_Exercise description_
What you should output is the data below, unchanged in every character.

- - - -

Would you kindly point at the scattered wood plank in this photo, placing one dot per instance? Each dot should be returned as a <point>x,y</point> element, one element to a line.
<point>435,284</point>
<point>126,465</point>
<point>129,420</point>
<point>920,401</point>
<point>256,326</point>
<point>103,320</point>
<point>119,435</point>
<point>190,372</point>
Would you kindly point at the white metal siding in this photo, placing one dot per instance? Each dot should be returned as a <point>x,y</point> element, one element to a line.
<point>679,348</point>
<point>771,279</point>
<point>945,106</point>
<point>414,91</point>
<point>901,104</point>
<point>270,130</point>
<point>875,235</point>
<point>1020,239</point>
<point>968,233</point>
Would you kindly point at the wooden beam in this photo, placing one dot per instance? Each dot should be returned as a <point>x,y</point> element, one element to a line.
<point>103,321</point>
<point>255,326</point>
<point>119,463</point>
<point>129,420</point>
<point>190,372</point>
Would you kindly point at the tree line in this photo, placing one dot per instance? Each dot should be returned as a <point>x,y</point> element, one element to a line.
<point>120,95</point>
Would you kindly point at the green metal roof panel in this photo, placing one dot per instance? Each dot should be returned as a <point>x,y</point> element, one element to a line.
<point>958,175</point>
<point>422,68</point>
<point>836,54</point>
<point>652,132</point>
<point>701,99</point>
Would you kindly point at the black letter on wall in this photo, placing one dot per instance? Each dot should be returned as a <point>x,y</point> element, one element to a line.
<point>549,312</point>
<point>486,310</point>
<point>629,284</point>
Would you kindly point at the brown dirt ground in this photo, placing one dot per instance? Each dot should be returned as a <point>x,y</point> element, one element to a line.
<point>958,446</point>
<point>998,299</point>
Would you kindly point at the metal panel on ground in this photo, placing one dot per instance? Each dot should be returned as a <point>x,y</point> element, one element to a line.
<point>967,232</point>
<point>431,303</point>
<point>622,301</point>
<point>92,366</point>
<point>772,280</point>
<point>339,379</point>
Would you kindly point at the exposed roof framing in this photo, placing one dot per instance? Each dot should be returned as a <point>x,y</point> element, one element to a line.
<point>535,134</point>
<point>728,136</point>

- - - -

_Output of the exercise_
Would you kindly point at the scattered wood plank in this photo, placing one dot per instance? Each dot should be returned as a <point>x,y</point> element, one element to a line.
<point>435,284</point>
<point>126,465</point>
<point>129,420</point>
<point>920,401</point>
<point>256,326</point>
<point>103,320</point>
<point>119,435</point>
<point>190,372</point>
Would you kindly point at the white metal siding in this photo, placing one dot per instance? Each dot should be returned as a <point>x,y</point> element, one element to a line.
<point>679,348</point>
<point>771,279</point>
<point>945,106</point>
<point>414,91</point>
<point>901,104</point>
<point>270,130</point>
<point>875,235</point>
<point>1020,239</point>
<point>968,233</point>
Would you kindly point at the wooden beam in this photo, placing one dot per instance? Each dot should be returned as a <point>x,y</point> element, one element to a line.
<point>103,321</point>
<point>255,326</point>
<point>119,463</point>
<point>129,420</point>
<point>190,372</point>
Would you kindly point at the tree line in this photo, placing one dot per instance? Each dot should be returned as a <point>x,y</point> element, one element to a line.
<point>120,95</point>
Would you kindly point at the green metal roof panel in this photo, placing one dot per instance? Each dot should be returned as a <point>x,y</point> element, one element to a line.
<point>958,175</point>
<point>422,68</point>
<point>836,54</point>
<point>652,132</point>
<point>701,99</point>
Would you kindly point at the black letter on wall in this photo, placing one dot per instance? Each dot should be returned as a <point>x,y</point> element, one element to a line.
<point>549,312</point>
<point>486,310</point>
<point>629,284</point>
Would you kindly point at the brown dirt ground in this photo, placing one dot per instance? Each dot should be returned as a <point>x,y</point> element, one element to a line.
<point>958,446</point>
<point>998,299</point>
Would you kindly point at the metal panel on ground in this photo, placing one dot per instance? Each dot should be returned as a <point>x,y</point> element, one element to a line.
<point>967,232</point>
<point>431,303</point>
<point>622,301</point>
<point>92,366</point>
<point>772,280</point>
<point>339,379</point>
Would you kindly point at the exposed roof framing in this photo, placing one dot per instance? Each dot should be returned as a <point>x,y</point> element, one element to a line.
<point>535,134</point>
<point>728,136</point>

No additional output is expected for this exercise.